TEXT PROVIDED -
+ + + +

Wildcard Pattern Matching

4.1

Given a text and a wildcard pattern, implement wildcard pattern matching algorithm that finds if wildcard pattern is matched with text. The matching should cover the entire text (not partial text).

The wildcard pattern can include the characters ‘?’ and ‘*’
‘?’ – matches any single character
‘*’ – Matches any sequence of characters (including the empty sequence)

For example,

Text = "baaabab",
Pattern = “*****ba*****ab", output : true
Pattern = "baaa?ab", output : true
Pattern = "ba*a?", output : true
Pattern = "a*ab", output : false 

wildcard-pattern-matching

Each occurrence of ‘?’ character in wildcard pattern can be replaced with any other character and each occurrence of ‘*’ with a sequence of characters such that the wildcard pattern becomes identical to the input string after replacement.

Let’s consider any character in the pattern.

Case 1: The character is ‘*’
Here two cases arise

  1. We can ignore ‘*’ character and move to next character in the Pattern.
  2. ‘*’ character matches with one or more characters in Text. Here we will move to next character in the string.

Case 2: The character is ‘?’
We can ignore current character in Text and move to next character in the Pattern and Text.

Case 3: The character is not a wildcard character
If current character in Text matches with current character in Pattern, we move to next character in the Pattern and Text. If they do not match, wildcard pattern and Text do not match.

We can use Dynamic Programming to solve this problem –
Let T[i][j] is true if first i characters in given string matches the first j characters of pattern.

DP Initialization:

// both text and pattern are null
T[0][0] = true; 

// pattern is null
T[i][0] = false; 

// text is null
T[0][j] = T[0][j - 1] if pattern[j – 1] is '*'  

DP relation :

// If current characters match, result is same as 
// result for lengths minus one. Characters match
// in two cases:
// a) If pattern character is '?' then it matches  
//    with any character of text. 
// b) If current characters in both match
if ( pattern[j – 1] == ‘?’) || 
     (pattern[j – 1] == text[i - 1])
    T[i][j] = T[i-1][j-1]   
 
// If we encounter ‘*’, two choices are possible-
// a) We ignore ‘*’ character and move to next 
//    character in the pattern, i.e., ‘*’ 
//    indicates an empty sequence.
// b) '*' character matches with ith character in
//     input 
else if (pattern[j – 1] == ‘*’)
    T[i][j] = T[i][j-1] || T[i-1][j]  

else // if (pattern[j – 1] != text[i - 1])
    T[i][j]  = false 
 

Below is the implementation of above Dynamic Programming approach.

+ + + +

PROBLEMS TO WORK ON -
(A) Repeat the passage of the wildcard pattern matching text between "wildcard-pattern-matching" and "in the string.", inclusive.
(B) Continue the wildcard pattern matching explanation, starting after its final sentence.

+ + + +

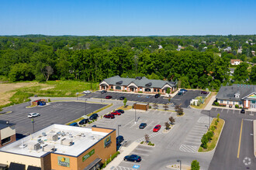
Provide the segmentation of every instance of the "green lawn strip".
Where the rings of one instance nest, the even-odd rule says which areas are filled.
[[[211,126],[214,126],[214,122],[216,118],[214,118],[211,123]],[[210,151],[213,150],[218,142],[218,139],[220,138],[220,135],[221,134],[221,131],[224,125],[224,120],[220,118],[220,121],[218,122],[217,128],[214,131],[214,134],[213,137],[213,139],[211,140],[211,142],[207,143],[207,149],[202,148],[201,146],[199,148],[199,152],[206,152]]]
[[[101,111],[101,110],[105,110],[105,109],[106,109],[106,108],[111,107],[112,105],[112,104],[109,104],[109,105],[107,105],[107,106],[106,106],[106,107],[102,107],[102,108],[98,109],[97,110],[95,110],[95,111],[94,111],[94,112],[92,112],[92,113],[90,113],[89,114],[87,114],[87,116],[90,117],[92,114],[97,114],[98,112],[99,112],[99,111]],[[76,119],[76,120],[74,120],[74,121],[70,121],[70,122],[67,123],[66,124],[67,124],[67,125],[69,125],[69,124],[72,124],[72,123],[78,122],[78,121],[81,121],[82,119],[84,119],[84,118],[83,118],[83,117],[79,117],[79,118],[78,118],[78,119]]]

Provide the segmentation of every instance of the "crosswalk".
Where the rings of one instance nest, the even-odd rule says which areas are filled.
[[[210,117],[210,122],[213,118]],[[202,136],[207,131],[209,117],[200,117],[186,136],[179,150],[185,152],[196,153],[201,144]]]

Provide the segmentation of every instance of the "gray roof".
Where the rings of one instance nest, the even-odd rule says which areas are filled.
[[[247,84],[233,84],[232,86],[221,87],[216,99],[240,100],[242,98],[255,92],[256,86]],[[239,94],[239,98],[235,97],[235,94]]]
[[[8,122],[8,124],[6,124],[6,122]],[[8,121],[0,120],[0,130],[6,128],[7,127],[13,126],[13,125],[16,125],[16,124],[10,123]]]
[[[155,88],[161,88],[165,84],[169,84],[171,87],[175,87],[177,83],[173,81],[165,81],[161,80],[150,80],[145,76],[140,77],[141,79],[137,78],[123,78],[119,76],[112,76],[107,79],[103,80],[109,85],[120,85],[120,86],[128,86],[130,83],[133,83],[137,87],[155,87]],[[118,84],[116,83],[123,81],[121,84]],[[151,84],[150,84],[151,83]],[[149,83],[149,84],[148,84]],[[146,84],[150,85],[147,87]]]

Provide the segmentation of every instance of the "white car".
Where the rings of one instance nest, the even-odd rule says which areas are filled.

+ + + +

OUTPUTS FOR THE TASKS -
(A)
wildcard-pattern-matching

Each occurrence of ‘?’ character in wildcard pattern can be replaced with any other character and each occurrence of ‘*’ with a sequence of characters such that the wildcard pattern becomes identical to the input string after replacement.

Let’s consider any character in the pattern.

Case 1: The character is ‘*’
Here two cases arise

  1. We can ignore ‘*’ character and move to next character in the Pattern.
  2. ‘*’ character matches with one or more characters in Text. Here we will move to next character in the string.

(B)
C++

// C++ program to implement wildcard
// pattern matching algorithm
#include <bits/stdc++.h>
using namespace std;

// Function that matches input str with
// given wildcard pattern
bool strmatch(char str[], char pattern[],
              int n, int m)
{
    // empty pattern can only match with
    // empty string
    if (m == 0)
        return (n == 0);

    // lookup table for storing results of
    // subproblems
    bool lookup[n + 1][m + 1];

    // initailze lookup table to false
    memset(lookup, false, sizeof(lookup));

    // empty pattern can match with empty string
    lookup[0][0] = true;

    // Only '*' can match with empty string
    for (int j = 1; j <= m; j++)
        if (pattern[j - 1] == '*')
            lookup[0][j] = lookup[0][j - 1];

    // fill the table in bottom-up fashion
    for (int i = 1; i <= n; i++)
    {
        for (int j = 1; j <= m; j++)
        {
            // Two cases if we see a '*'
            // a) We ignore ‘*’ character and move
            //    to next  character in the pattern,
            //     i.e., ‘*’ indicates an empty sequence.
            // b) '*' character matches with ith
            //     character in input
            if (pattern[j - 1] == '*')
                lookup[i][j] = lookup[i][j - 1] ||
                               lookup[i - 1][j];

            // Current characters are considered as
            // matching in two cases
            // (a) current character of pattern is '?'
            // (b) characters actually match
            else if (pattern[j - 1] == '?' ||
                    str[i - 1] == pattern[j - 1])
                lookup[i][j] = lookup[i - 1][j - 1];

            // If characters don't match
            else lookup[i][j] = false;
        }
    }

    return lookup[n][m];
}

int main()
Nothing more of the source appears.